The records:

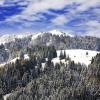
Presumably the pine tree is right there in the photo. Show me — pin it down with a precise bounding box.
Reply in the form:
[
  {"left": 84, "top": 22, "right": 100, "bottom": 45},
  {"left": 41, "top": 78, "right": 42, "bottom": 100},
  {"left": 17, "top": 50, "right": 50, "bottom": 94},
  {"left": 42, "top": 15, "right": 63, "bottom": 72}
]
[
  {"left": 64, "top": 51, "right": 66, "bottom": 59},
  {"left": 59, "top": 50, "right": 64, "bottom": 60}
]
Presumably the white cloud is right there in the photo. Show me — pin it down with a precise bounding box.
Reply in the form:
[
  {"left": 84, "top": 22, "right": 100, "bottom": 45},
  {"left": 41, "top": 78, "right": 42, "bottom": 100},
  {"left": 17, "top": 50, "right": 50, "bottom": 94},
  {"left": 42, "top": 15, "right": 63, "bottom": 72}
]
[
  {"left": 4, "top": 0, "right": 100, "bottom": 20},
  {"left": 85, "top": 21, "right": 100, "bottom": 37},
  {"left": 52, "top": 15, "right": 67, "bottom": 25},
  {"left": 0, "top": 0, "right": 5, "bottom": 6}
]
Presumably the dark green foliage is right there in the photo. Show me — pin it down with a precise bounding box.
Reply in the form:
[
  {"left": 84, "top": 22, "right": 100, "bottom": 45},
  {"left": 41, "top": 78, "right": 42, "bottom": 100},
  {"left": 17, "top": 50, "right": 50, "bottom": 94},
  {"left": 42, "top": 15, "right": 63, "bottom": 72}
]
[
  {"left": 59, "top": 50, "right": 66, "bottom": 60},
  {"left": 0, "top": 46, "right": 100, "bottom": 100}
]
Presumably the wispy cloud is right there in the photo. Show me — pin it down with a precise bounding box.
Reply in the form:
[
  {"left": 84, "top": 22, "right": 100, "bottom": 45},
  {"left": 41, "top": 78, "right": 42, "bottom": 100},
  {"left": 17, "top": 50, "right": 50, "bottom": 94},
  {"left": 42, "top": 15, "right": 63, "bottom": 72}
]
[{"left": 0, "top": 0, "right": 100, "bottom": 35}]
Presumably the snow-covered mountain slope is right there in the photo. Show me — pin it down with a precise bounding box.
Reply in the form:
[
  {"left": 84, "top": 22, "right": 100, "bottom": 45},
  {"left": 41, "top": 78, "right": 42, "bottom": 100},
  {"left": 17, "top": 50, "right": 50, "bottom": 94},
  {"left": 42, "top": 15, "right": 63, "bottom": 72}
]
[
  {"left": 52, "top": 49, "right": 100, "bottom": 66},
  {"left": 48, "top": 30, "right": 73, "bottom": 37},
  {"left": 0, "top": 34, "right": 30, "bottom": 44}
]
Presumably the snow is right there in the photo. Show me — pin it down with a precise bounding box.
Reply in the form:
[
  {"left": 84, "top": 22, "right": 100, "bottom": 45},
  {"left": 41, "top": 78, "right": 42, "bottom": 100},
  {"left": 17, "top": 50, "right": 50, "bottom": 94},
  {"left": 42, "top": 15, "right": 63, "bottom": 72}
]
[
  {"left": 42, "top": 63, "right": 45, "bottom": 70},
  {"left": 49, "top": 30, "right": 73, "bottom": 37},
  {"left": 0, "top": 34, "right": 16, "bottom": 44},
  {"left": 52, "top": 49, "right": 99, "bottom": 66},
  {"left": 0, "top": 57, "right": 19, "bottom": 68},
  {"left": 32, "top": 33, "right": 43, "bottom": 40},
  {"left": 3, "top": 93, "right": 11, "bottom": 100},
  {"left": 24, "top": 54, "right": 30, "bottom": 60}
]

Objective:
Copy every item above verbatim, omitting the pictures.

Reply to the task:
Presumably the pine tree is right there in the photo. Show me — pin it down with a precise bounding box.
Reply in the form:
[
  {"left": 84, "top": 22, "right": 100, "bottom": 45},
  {"left": 41, "top": 78, "right": 42, "bottom": 100},
  {"left": 17, "top": 50, "right": 50, "bottom": 94},
  {"left": 42, "top": 15, "right": 63, "bottom": 72}
]
[
  {"left": 64, "top": 51, "right": 66, "bottom": 59},
  {"left": 59, "top": 50, "right": 64, "bottom": 60}
]
Presumably the white cloud is right there in the photo. Show me — pin it down with a precise bounding box.
Reply in the form:
[
  {"left": 84, "top": 22, "right": 100, "bottom": 45},
  {"left": 41, "top": 78, "right": 42, "bottom": 100},
  {"left": 17, "top": 50, "right": 50, "bottom": 94},
  {"left": 42, "top": 15, "right": 63, "bottom": 72}
]
[
  {"left": 4, "top": 0, "right": 100, "bottom": 20},
  {"left": 85, "top": 21, "right": 100, "bottom": 37},
  {"left": 52, "top": 15, "right": 67, "bottom": 25},
  {"left": 0, "top": 0, "right": 5, "bottom": 6}
]
Presumably the dark green foliage is right there in the photo. Show me — pin it down with a precise bounding box.
Reply in the form:
[
  {"left": 84, "top": 22, "right": 100, "bottom": 45},
  {"left": 41, "top": 78, "right": 42, "bottom": 100},
  {"left": 17, "top": 50, "right": 50, "bottom": 94},
  {"left": 42, "top": 15, "right": 63, "bottom": 72}
]
[
  {"left": 59, "top": 50, "right": 66, "bottom": 60},
  {"left": 0, "top": 46, "right": 100, "bottom": 100}
]
Presumably the wispy cloud is right there in the photo. Show me — pin it down with a precise bounding box.
Reply in the form:
[
  {"left": 84, "top": 22, "right": 100, "bottom": 45},
  {"left": 41, "top": 78, "right": 42, "bottom": 100},
  {"left": 17, "top": 50, "right": 50, "bottom": 94},
  {"left": 42, "top": 15, "right": 63, "bottom": 72}
]
[{"left": 0, "top": 0, "right": 100, "bottom": 35}]
Presumably the snow-covered mountain slope is right there in the photo. Show me — pin it down with a precise bounding box.
Reply in the form:
[
  {"left": 84, "top": 22, "right": 100, "bottom": 45},
  {"left": 41, "top": 78, "right": 42, "bottom": 100},
  {"left": 17, "top": 50, "right": 50, "bottom": 94},
  {"left": 42, "top": 15, "right": 63, "bottom": 72}
]
[
  {"left": 52, "top": 49, "right": 100, "bottom": 66},
  {"left": 48, "top": 30, "right": 73, "bottom": 37},
  {"left": 0, "top": 34, "right": 30, "bottom": 44}
]
Presumably the snow is right there in the photo. Show me — pin it down with a precise bounding box.
Reply in the form:
[
  {"left": 84, "top": 22, "right": 100, "bottom": 45},
  {"left": 41, "top": 78, "right": 42, "bottom": 100},
  {"left": 17, "top": 50, "right": 50, "bottom": 94},
  {"left": 42, "top": 15, "right": 63, "bottom": 72}
]
[
  {"left": 42, "top": 63, "right": 45, "bottom": 70},
  {"left": 49, "top": 30, "right": 73, "bottom": 37},
  {"left": 0, "top": 34, "right": 16, "bottom": 44},
  {"left": 52, "top": 49, "right": 99, "bottom": 66},
  {"left": 0, "top": 57, "right": 19, "bottom": 68},
  {"left": 32, "top": 33, "right": 43, "bottom": 40},
  {"left": 3, "top": 93, "right": 11, "bottom": 100},
  {"left": 24, "top": 54, "right": 30, "bottom": 60}
]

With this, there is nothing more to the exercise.